** Work to complete **
Rewrite all of the records below with "Quickstart" swapped for "Instructions" each time it occurs, leaving everything else unchanged.

** Records to process **
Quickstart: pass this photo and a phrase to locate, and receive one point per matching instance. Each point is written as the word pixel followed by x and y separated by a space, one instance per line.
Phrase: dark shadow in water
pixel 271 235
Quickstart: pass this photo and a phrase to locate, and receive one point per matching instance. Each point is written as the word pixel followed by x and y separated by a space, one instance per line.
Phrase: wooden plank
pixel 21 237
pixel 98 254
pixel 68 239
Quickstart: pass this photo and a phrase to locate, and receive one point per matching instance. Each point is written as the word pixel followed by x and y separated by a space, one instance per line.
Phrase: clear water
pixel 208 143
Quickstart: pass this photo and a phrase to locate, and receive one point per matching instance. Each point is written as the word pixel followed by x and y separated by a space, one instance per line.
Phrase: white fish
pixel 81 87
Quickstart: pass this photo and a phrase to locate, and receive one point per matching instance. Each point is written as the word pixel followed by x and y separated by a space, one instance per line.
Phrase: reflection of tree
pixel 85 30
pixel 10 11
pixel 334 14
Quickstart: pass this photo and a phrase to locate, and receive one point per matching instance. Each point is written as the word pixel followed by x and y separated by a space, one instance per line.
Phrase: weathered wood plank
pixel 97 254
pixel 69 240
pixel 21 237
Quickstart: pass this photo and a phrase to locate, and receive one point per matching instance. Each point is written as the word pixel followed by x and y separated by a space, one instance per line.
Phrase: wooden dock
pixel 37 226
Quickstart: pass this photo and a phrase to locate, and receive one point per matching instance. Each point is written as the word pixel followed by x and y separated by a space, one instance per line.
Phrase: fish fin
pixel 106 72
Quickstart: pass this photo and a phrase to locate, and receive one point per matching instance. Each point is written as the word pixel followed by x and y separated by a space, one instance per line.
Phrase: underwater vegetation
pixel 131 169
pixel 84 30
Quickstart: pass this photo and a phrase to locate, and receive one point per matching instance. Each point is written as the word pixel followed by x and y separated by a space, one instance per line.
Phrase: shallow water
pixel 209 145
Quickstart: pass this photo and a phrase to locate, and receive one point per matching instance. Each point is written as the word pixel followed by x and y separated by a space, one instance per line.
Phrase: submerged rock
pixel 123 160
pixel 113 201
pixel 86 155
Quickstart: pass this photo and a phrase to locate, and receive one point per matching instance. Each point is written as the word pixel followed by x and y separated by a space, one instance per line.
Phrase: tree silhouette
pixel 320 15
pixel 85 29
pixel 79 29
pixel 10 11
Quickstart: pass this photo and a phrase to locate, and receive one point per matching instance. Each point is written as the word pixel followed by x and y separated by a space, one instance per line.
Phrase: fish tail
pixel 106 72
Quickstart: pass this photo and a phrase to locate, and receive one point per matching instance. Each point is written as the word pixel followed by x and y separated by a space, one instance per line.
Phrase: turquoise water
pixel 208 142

** The output **
Instructions: pass this photo and a phrase to locate, and receive one point per matching instance. Each point is written as the word pixel followed by x and y separated by a space, one instance per line.
Phrase: dark shadow in water
pixel 271 235
Instructions: pass this photo and a phrase to locate, and receive one point per matching instance. Each point is written as the word pixel followed by x and y separated by a space, one instance per line.
Phrase: wooden plank
pixel 21 237
pixel 98 254
pixel 68 239
Instructions: pass this photo and a phrase to locate, and receive one point per matching instance. Each point is written as the word pixel followed by x and y separated by a space, one instance per line.
Phrase: clear water
pixel 208 143
Instructions: pass this photo and a phrase to locate, and receive one point per matching instance. Each point is written as the word pixel followed by x and y separated by a space, one instance per line.
Phrase: white fish
pixel 81 87
Instructions: pass this photo and a phrase to locate, and receive one point per matching instance. Each point is written as the word pixel followed by x and y separated by a space, one instance per line.
Phrase: reflection of tree
pixel 85 30
pixel 10 11
pixel 334 14
Instructions: pass this photo and a phrase to locate, and receive one point per matching instance. Each point is written as the word pixel followed by x and y separated by a space, one instance per line.
Phrase: weathered wood plank
pixel 97 254
pixel 69 240
pixel 21 237
Instructions: pass this photo and a phrase to locate, and receive one point per matching instance. Each point is written as the word pixel followed by x and y separated by a space, one instance per line.
Phrase: wooden dock
pixel 37 226
Instructions: pass this photo and a phrase to locate, and receive one point per matching instance. Each point is written as the word pixel followed by x and y separated by a space, one instance per line.
Phrase: fish fin
pixel 106 72
Instructions: pass this photo and a phrase to locate, and receive one point per matching instance. Each point is written as the word pixel followed by x and y separated by a space, one instance per line.
Phrase: underwater vegetation
pixel 131 169
pixel 84 30
Instructions: pass this photo and a phrase to locate, and receive one point per matching instance. Each point is written as the word pixel followed by x and y separated by a space, one instance per line.
Phrase: shallow water
pixel 209 145
Instructions: pass this photo and a phrase to locate, and receive one point per matching instance. Each point is written as the word pixel followed by x and y separated by a space, one instance per line.
Phrase: submerged rock
pixel 123 160
pixel 113 201
pixel 86 155
Instructions: pass this photo and a phrase to locate, and receive one point per matching instance. Each point is written as the word pixel followed by x and y separated by a space, one instance per line.
Phrase: tree silhouette
pixel 320 15
pixel 85 29
pixel 79 29
pixel 10 11
Instructions: pass this photo and a phrase to locate, and receive one point per matching instance. Each point is written as the word pixel followed by x and y separated by a space, one instance per line.
Phrase: fish tail
pixel 106 72
Instructions: pass this photo and a phrase to locate, and receive one point per matching instance. Each point is written as the word pixel followed by x and y separated by a space, one instance per line.
Phrase: turquoise water
pixel 208 142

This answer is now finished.